▸ Your goal
Present the lines below as a numbered list, skipping the blank lines and leaving the pictures out.

═══

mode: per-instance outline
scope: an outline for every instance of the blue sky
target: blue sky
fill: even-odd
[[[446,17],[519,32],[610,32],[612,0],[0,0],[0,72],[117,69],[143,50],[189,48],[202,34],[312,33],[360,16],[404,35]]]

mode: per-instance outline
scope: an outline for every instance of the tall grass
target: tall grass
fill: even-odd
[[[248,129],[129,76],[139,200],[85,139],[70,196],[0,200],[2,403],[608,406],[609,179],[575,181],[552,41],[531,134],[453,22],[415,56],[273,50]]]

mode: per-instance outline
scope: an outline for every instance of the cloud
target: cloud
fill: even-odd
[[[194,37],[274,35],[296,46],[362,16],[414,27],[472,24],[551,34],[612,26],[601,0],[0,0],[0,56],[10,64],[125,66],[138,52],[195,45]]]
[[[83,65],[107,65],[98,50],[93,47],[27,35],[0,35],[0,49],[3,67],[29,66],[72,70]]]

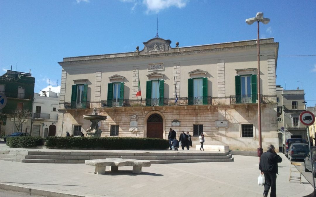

═══

▸ Task output
1. mode: per-instance outline
2. scope: an outline for every instance of the blue sky
3. target: blue sky
4. fill: even-odd
5. [[[446,17],[519,32],[610,32],[612,0],[0,0],[0,72],[117,69],[143,50],[189,48],[202,34],[312,33],[360,16],[404,35]]]
6. mode: per-instance outline
7. scope: an outline for every instance of the tall grass
8. target: tall grass
9. fill: even-odd
10. [[[248,129],[129,76],[139,200],[85,139],[70,196],[0,200],[2,403],[608,406],[609,179],[575,181],[552,41],[531,134],[453,22],[415,56],[273,50]]]
11. mode: per-instance outline
12. scope: an outline for every instance of the cloud
13. target: cloud
14. fill: even-odd
15. [[[194,37],[274,35],[296,46],[362,16],[414,27],[472,24],[551,34],[612,26],[601,0],[0,0],[0,56],[10,64],[125,66],[138,52],[195,45]]]
16. [[[83,65],[107,65],[98,50],[93,47],[27,35],[0,35],[0,49],[3,67],[29,66],[72,70]]]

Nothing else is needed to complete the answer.